[TASK STATEMENT]
Take every line of the material below that includes the string "canopy" and copy it out.

[DATA SUPPLIED]

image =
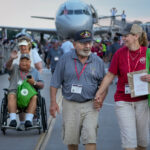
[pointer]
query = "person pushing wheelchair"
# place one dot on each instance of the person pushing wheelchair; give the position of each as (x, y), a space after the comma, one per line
(19, 74)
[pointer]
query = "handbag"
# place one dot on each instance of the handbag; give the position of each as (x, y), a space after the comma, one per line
(24, 93)
(148, 68)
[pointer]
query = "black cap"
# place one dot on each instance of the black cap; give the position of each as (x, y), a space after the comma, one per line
(27, 56)
(131, 29)
(83, 36)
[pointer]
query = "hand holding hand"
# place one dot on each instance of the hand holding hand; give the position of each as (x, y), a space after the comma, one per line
(14, 54)
(146, 78)
(98, 101)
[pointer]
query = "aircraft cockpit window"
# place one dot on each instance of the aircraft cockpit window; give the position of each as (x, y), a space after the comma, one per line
(78, 11)
(70, 12)
(86, 12)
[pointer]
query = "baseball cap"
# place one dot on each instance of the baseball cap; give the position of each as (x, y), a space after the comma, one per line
(131, 29)
(25, 56)
(83, 36)
(23, 42)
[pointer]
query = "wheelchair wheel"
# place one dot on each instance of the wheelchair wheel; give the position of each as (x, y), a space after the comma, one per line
(43, 114)
(3, 115)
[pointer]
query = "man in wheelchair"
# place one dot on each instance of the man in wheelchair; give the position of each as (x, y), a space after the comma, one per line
(19, 73)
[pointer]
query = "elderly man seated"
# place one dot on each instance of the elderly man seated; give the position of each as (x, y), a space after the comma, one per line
(18, 73)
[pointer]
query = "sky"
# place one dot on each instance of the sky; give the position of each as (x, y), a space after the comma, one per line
(18, 12)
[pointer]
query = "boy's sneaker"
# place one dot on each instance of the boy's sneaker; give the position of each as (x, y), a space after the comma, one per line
(13, 123)
(20, 127)
(28, 124)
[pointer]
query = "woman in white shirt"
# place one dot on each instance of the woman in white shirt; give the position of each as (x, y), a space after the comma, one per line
(25, 46)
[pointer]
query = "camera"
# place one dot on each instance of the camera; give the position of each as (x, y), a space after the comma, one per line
(29, 76)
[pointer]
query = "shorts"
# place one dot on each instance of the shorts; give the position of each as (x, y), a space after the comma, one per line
(80, 120)
(133, 118)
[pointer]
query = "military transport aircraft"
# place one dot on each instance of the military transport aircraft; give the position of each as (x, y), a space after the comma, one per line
(72, 16)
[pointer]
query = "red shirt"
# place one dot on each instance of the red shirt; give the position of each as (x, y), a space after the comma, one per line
(120, 67)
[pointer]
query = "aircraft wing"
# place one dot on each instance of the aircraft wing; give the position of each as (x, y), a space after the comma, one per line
(39, 30)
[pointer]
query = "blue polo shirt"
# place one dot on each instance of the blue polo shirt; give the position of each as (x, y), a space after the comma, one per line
(65, 75)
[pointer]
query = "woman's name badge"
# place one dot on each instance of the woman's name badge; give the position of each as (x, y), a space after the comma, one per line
(76, 89)
(127, 89)
(56, 58)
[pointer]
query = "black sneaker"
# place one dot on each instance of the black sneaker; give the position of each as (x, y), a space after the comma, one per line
(28, 124)
(13, 123)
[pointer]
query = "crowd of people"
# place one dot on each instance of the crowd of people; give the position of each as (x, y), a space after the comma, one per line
(78, 68)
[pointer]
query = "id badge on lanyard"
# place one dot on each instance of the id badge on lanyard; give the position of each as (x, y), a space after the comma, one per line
(75, 88)
(19, 82)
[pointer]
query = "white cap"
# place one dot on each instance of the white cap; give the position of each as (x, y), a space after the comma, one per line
(24, 42)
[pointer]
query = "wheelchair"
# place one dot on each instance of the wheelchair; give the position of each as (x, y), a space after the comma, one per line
(40, 114)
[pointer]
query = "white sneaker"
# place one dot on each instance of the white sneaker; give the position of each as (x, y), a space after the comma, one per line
(21, 127)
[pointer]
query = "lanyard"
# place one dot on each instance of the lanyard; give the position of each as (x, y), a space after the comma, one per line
(23, 76)
(129, 66)
(78, 75)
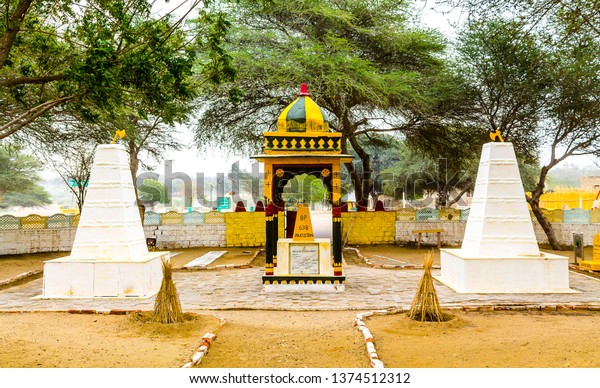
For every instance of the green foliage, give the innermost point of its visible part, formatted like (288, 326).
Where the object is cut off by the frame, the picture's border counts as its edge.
(363, 60)
(152, 191)
(101, 62)
(18, 172)
(36, 195)
(509, 71)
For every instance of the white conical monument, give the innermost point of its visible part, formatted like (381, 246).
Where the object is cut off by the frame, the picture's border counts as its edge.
(109, 256)
(499, 253)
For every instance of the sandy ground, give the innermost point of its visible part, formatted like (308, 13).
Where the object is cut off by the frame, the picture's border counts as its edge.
(490, 340)
(52, 340)
(294, 339)
(279, 339)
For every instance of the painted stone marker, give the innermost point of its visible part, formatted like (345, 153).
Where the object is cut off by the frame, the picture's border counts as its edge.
(499, 253)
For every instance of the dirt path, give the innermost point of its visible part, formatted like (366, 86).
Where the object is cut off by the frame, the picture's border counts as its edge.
(266, 339)
(490, 340)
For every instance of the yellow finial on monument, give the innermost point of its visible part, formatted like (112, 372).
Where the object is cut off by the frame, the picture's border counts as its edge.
(496, 135)
(118, 133)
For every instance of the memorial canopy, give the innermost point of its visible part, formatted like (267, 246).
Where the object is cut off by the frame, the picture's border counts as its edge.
(302, 144)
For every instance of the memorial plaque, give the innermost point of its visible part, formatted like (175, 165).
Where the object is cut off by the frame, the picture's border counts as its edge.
(304, 259)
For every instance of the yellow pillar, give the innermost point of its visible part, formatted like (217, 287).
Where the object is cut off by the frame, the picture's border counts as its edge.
(336, 183)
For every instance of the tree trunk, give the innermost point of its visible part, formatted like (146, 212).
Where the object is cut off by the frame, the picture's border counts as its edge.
(534, 202)
(544, 223)
(365, 182)
(354, 177)
(134, 162)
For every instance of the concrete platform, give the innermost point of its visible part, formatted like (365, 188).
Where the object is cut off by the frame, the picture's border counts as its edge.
(70, 277)
(543, 273)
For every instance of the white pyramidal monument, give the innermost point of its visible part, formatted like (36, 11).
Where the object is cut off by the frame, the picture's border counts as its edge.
(109, 257)
(500, 253)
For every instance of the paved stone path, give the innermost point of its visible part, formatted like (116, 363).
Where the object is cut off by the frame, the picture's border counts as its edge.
(366, 289)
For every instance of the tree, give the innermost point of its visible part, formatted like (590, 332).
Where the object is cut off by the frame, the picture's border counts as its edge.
(18, 172)
(540, 89)
(363, 61)
(73, 163)
(575, 15)
(152, 191)
(70, 62)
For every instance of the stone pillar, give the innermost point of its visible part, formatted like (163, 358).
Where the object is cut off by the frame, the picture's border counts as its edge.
(269, 240)
(337, 240)
(275, 231)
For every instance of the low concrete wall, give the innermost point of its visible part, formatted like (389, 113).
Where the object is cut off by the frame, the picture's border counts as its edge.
(455, 231)
(364, 228)
(20, 241)
(453, 235)
(187, 236)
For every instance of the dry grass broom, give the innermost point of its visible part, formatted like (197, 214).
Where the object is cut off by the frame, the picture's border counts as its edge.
(425, 306)
(167, 308)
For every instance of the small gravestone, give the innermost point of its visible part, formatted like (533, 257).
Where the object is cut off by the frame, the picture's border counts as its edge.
(593, 264)
(304, 262)
(204, 260)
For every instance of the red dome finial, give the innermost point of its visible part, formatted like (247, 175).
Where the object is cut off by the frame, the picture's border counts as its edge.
(304, 90)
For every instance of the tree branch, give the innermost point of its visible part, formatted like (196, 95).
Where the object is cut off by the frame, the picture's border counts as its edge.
(30, 80)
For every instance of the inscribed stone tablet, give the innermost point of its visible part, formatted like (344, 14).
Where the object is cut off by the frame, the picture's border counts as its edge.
(304, 259)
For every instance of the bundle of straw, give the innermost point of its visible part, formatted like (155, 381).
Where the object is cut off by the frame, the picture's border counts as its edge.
(426, 306)
(167, 308)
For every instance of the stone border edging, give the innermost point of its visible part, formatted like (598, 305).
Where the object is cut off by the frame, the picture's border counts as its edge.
(368, 337)
(20, 278)
(360, 325)
(204, 345)
(386, 266)
(220, 266)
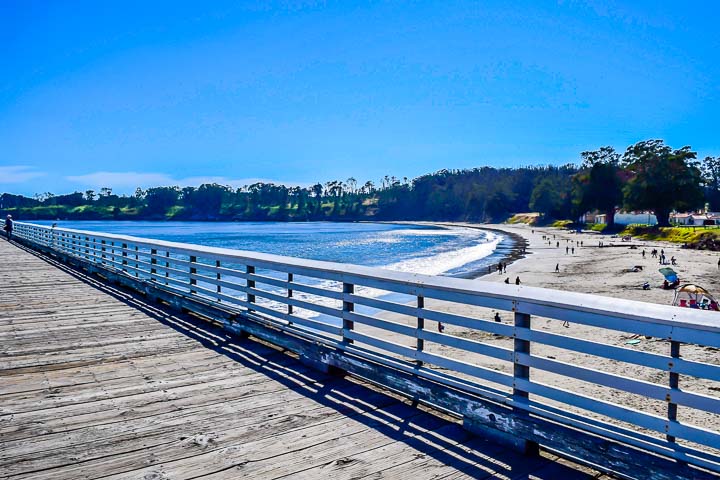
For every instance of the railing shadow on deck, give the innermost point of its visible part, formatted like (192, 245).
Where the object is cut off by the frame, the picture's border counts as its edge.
(444, 441)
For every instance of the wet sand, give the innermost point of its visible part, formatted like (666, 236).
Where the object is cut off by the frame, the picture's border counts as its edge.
(605, 271)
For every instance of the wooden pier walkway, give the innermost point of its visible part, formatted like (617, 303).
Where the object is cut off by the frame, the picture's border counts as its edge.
(97, 383)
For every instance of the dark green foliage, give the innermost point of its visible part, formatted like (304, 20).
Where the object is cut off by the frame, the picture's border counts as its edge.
(650, 176)
(598, 186)
(662, 179)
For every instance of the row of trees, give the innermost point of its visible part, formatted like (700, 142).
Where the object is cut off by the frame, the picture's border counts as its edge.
(648, 176)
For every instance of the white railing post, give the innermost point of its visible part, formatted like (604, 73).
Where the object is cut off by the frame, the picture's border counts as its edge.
(250, 270)
(193, 270)
(289, 292)
(348, 325)
(124, 255)
(674, 384)
(420, 343)
(218, 277)
(520, 372)
(153, 262)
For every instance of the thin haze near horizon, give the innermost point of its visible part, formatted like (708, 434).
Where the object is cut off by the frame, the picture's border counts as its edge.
(126, 94)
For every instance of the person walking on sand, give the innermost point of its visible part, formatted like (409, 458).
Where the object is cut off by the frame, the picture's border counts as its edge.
(8, 227)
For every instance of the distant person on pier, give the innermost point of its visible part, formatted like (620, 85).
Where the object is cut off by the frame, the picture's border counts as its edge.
(8, 227)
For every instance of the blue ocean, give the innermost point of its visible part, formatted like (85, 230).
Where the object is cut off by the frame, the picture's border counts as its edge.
(451, 251)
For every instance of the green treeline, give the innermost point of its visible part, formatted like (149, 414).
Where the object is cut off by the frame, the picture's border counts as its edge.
(648, 176)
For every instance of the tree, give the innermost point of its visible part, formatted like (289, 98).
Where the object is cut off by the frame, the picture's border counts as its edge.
(711, 174)
(599, 184)
(159, 199)
(546, 198)
(662, 179)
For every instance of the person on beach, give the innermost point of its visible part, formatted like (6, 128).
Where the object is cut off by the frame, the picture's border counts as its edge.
(8, 227)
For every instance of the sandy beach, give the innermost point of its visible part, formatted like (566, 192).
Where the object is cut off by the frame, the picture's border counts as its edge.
(592, 269)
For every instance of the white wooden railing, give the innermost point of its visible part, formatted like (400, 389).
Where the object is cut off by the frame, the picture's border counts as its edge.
(390, 318)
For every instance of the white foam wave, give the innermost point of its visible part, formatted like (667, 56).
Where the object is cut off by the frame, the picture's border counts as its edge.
(446, 261)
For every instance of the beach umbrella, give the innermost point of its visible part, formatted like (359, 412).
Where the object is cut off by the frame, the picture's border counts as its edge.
(669, 274)
(696, 289)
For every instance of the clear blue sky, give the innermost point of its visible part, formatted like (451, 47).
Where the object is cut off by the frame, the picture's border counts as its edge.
(119, 94)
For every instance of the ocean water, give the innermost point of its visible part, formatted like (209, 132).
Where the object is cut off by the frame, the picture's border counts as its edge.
(452, 251)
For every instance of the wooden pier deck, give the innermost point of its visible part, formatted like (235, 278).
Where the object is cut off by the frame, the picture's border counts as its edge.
(97, 383)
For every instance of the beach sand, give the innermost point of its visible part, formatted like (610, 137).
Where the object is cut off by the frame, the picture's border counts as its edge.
(603, 271)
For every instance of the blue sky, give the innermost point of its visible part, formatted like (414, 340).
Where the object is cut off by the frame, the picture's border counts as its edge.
(118, 94)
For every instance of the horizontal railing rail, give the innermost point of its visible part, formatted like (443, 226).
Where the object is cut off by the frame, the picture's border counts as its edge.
(636, 398)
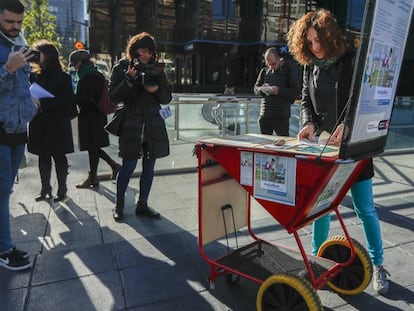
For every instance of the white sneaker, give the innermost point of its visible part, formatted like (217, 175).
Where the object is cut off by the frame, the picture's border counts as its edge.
(380, 282)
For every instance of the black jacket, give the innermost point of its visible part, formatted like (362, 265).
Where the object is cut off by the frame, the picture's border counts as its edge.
(50, 131)
(142, 117)
(287, 79)
(325, 94)
(91, 120)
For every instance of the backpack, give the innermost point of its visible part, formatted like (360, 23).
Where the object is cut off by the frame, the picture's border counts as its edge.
(105, 105)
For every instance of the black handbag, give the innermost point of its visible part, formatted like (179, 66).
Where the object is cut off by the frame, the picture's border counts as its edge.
(114, 126)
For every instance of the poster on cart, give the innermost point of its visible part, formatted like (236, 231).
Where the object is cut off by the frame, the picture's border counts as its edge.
(275, 178)
(332, 189)
(379, 58)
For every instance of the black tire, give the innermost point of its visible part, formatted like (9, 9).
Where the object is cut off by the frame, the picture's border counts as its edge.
(355, 277)
(287, 292)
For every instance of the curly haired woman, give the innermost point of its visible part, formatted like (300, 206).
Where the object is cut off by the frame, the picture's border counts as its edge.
(316, 42)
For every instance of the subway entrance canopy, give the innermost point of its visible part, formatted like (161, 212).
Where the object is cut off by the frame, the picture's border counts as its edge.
(383, 38)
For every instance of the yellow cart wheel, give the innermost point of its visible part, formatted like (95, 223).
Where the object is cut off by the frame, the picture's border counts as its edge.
(287, 292)
(354, 278)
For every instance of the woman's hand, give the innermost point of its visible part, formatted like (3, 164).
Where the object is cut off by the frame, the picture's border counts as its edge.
(337, 136)
(306, 132)
(131, 76)
(151, 88)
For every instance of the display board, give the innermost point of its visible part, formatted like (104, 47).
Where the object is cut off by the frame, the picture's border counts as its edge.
(379, 57)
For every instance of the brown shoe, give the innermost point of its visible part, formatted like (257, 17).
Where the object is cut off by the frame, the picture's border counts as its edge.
(90, 182)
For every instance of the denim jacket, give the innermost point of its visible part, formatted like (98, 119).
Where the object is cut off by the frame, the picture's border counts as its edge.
(16, 105)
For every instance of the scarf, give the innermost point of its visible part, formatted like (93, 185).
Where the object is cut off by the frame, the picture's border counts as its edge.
(324, 63)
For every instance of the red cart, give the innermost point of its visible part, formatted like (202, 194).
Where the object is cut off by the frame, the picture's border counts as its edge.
(295, 184)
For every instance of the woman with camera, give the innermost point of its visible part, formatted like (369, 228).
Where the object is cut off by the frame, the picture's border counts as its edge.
(140, 83)
(50, 131)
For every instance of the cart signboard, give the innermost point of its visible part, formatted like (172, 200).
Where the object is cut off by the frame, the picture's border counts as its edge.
(383, 38)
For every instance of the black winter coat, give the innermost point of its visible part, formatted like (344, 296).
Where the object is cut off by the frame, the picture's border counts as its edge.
(91, 120)
(286, 78)
(142, 121)
(50, 131)
(325, 94)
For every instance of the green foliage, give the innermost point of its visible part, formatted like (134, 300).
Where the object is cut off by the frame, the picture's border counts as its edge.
(38, 23)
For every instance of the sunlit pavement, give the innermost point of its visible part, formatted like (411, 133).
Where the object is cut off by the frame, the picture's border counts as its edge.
(83, 260)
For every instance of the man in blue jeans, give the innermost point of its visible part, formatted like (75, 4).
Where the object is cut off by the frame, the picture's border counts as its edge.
(16, 110)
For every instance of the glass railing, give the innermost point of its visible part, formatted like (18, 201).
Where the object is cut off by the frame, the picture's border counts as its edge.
(208, 115)
(201, 116)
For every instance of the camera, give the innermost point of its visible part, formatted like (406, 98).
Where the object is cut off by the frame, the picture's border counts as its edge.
(152, 67)
(35, 56)
(149, 72)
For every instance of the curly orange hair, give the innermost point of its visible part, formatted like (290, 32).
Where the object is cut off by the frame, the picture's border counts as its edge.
(330, 36)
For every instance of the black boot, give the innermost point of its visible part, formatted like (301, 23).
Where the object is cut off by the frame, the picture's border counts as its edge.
(118, 212)
(62, 175)
(44, 195)
(91, 181)
(144, 210)
(115, 169)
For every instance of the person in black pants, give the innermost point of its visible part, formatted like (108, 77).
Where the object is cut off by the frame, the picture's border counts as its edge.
(91, 121)
(50, 131)
(278, 84)
(141, 84)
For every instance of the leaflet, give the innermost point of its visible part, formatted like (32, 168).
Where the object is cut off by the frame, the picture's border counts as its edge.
(39, 92)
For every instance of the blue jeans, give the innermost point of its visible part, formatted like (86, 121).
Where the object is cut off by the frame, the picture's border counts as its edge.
(10, 159)
(145, 181)
(363, 201)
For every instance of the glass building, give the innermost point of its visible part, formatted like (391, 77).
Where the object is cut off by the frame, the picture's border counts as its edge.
(199, 39)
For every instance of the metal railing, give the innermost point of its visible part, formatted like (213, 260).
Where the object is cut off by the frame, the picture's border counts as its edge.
(198, 116)
(209, 115)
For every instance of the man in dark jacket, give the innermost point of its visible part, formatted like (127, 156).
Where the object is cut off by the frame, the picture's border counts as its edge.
(278, 84)
(17, 109)
(140, 83)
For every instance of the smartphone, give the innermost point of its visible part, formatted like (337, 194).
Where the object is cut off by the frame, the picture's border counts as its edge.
(36, 56)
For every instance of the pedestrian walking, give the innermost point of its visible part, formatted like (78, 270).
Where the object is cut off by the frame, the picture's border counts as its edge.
(140, 83)
(50, 131)
(279, 87)
(17, 109)
(91, 121)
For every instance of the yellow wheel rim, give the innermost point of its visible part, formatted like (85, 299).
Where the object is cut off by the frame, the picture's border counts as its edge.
(354, 278)
(287, 292)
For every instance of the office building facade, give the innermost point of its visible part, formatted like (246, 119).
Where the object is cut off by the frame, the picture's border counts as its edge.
(200, 39)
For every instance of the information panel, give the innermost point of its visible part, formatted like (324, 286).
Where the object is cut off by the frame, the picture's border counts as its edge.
(383, 38)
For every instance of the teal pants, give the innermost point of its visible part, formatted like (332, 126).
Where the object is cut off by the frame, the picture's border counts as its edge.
(362, 198)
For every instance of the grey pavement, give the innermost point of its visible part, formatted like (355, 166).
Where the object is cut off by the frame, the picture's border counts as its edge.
(83, 260)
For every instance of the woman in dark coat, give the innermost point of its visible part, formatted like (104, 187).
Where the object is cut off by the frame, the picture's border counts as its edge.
(91, 121)
(316, 41)
(50, 132)
(142, 86)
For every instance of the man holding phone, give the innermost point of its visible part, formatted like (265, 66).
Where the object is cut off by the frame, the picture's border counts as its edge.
(16, 110)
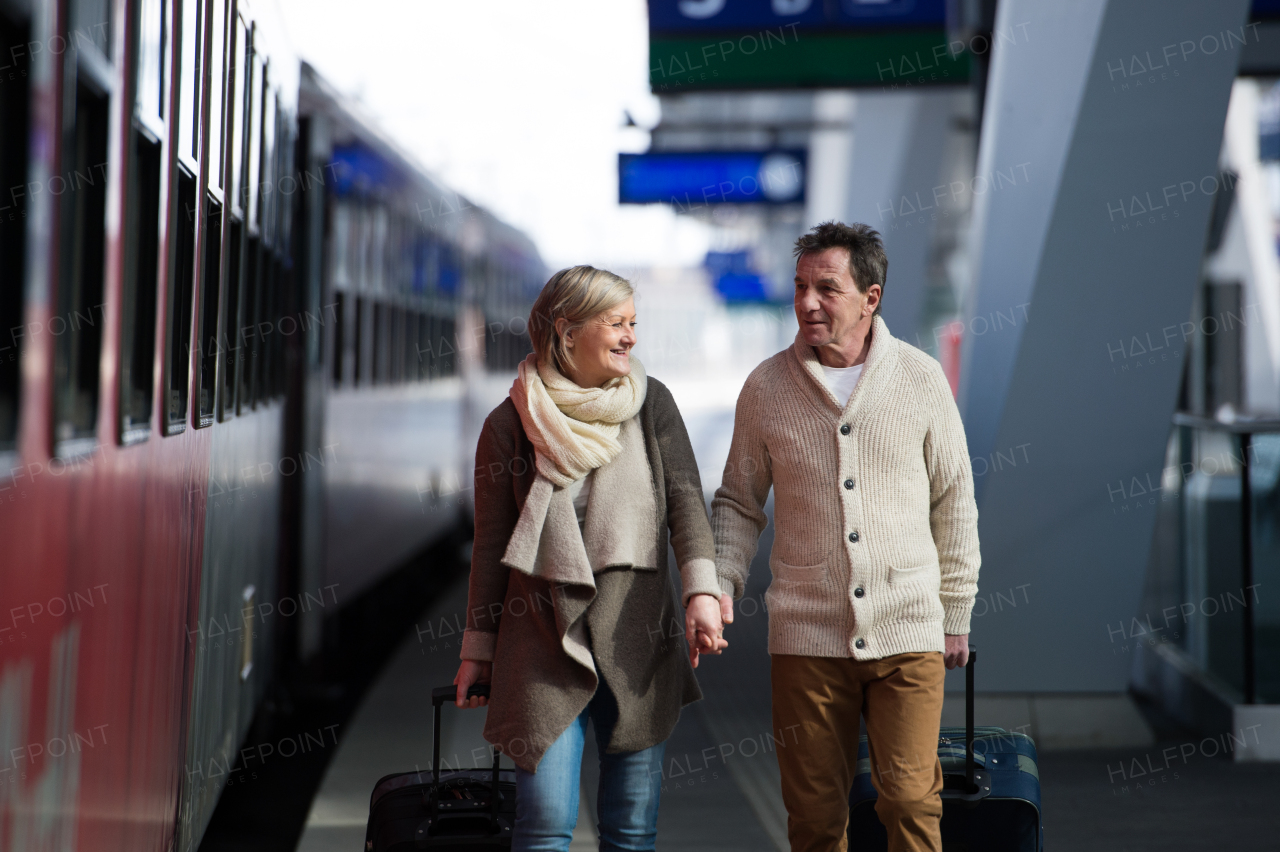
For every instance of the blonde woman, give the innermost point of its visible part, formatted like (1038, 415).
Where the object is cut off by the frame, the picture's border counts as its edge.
(580, 475)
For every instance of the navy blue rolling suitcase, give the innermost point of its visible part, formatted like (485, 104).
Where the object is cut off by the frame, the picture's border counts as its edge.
(990, 797)
(456, 809)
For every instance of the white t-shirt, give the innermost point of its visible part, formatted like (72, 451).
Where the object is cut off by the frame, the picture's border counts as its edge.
(841, 381)
(580, 491)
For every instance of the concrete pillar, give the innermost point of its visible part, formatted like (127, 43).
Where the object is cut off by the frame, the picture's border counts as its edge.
(900, 142)
(1104, 123)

[OUTPUT BELOW]
For every instance of the memorial canopy, give the innermost point of its visible part, formatted like (267, 246).
For every instance of the subway entrance canopy, give the innermost point of its visible part, formatted like (161, 212).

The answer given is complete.